§ **Passage given**:
--- start ---

Social Sciences
The social world
image: Tuileries, Henri Cartier-Bresson, Toledo Museum of Art exibition
It seems self evident, barely worth remarking, that social outcomes are the result of the actions of numbers of ordinary human beings, doing things for their own particular reasons -- finding solutions to the challenges of life that confront them, taking care of themselves and their families, making mistakes, acting out their passions, hatreds and loves, interacting with neighbors and strangers, taking risks, acting prudently, following impulse or dream. And out of these ordinary origins come great social outcomes -- migrations, revolutions, demographic transitions, famines, economic crises, the rise and fall of regions and cities. Sometimes a small number of individuals or groups have inordinate influence on the shape of events -- Mussolini, Kant, Gramsci, Fidel; the Abolitionists, the Tea Party, the United Mine Workers. But even here it is still individuals, in relation and communication with other individuals, whose small and local actions sometimes aggregate to large social changes.
This description makes the individualistic impulse of social-science disciplines like political science, economics, and historical demography seem intuitive. These disciplines basically ask a common question: what are the individual purposes and plans that work to shape a subset of social phenomena? Why did the Great Migration take place from the South to northern cities in the 1930s? Because vast numbers of poor rural black people gained information about better opportunities in northern cities and set out to improve their lives.

--- end ---

§ **Exercise**: Copy out the passage on the social world in full, word for word.

§ **Recorded data**:
--- start ---

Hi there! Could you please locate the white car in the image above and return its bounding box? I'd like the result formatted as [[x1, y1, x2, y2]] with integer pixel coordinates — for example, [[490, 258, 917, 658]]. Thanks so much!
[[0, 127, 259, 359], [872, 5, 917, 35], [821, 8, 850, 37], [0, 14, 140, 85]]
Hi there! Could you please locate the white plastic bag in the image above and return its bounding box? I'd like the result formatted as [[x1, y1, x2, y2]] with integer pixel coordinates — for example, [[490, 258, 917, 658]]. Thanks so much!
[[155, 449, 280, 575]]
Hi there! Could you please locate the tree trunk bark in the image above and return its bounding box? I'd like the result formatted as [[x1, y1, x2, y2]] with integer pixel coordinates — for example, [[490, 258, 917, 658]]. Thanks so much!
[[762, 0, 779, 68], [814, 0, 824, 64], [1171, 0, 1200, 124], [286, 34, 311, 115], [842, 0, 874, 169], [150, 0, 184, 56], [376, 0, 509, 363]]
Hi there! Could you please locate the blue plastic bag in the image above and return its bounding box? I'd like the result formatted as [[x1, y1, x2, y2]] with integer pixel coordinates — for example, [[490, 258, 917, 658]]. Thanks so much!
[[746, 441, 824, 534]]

--- end ---

§ **Task solution**:
Social Sciences
The social world
image: Tuileries, Henri Cartier-Bresson, Toledo Museum of Art exibition
It seems self evident, barely worth remarking, that social outcomes are the result of the actions of numbers of ordinary human beings, doing things for their own particular reasons -- finding solutions to the challenges of life that confront them, taking care of themselves and their families, making mistakes, acting out their passions, hatreds and loves, interacting with neighbors and strangers, taking risks, acting prudently, following impulse or dream. And out of these ordinary origins come great social outcomes -- migrations, revolutions, demographic transitions, famines, economic crises, the rise and fall of regions and cities. Sometimes a small number of individuals or groups have inordinate influence on the shape of events -- Mussolini, Kant, Gramsci, Fidel; the Abolitionists, the Tea Party, the United Mine Workers. But even here it is still individuals, in relation and communication with other individuals, whose small and local actions sometimes aggregate to large social changes.
This description makes the individualistic impulse of social-science disciplines like political science, economics, and historical demography seem intuitive. These disciplines basically ask a common question: what are the individual purposes and plans that work to shape a subset of social phenomena? Why did the Great Migration take place from the South to northern cities in the 1930s? Because vast numbers of poor rural black people gained information about better opportunities in northern cities and set out to improve their lives.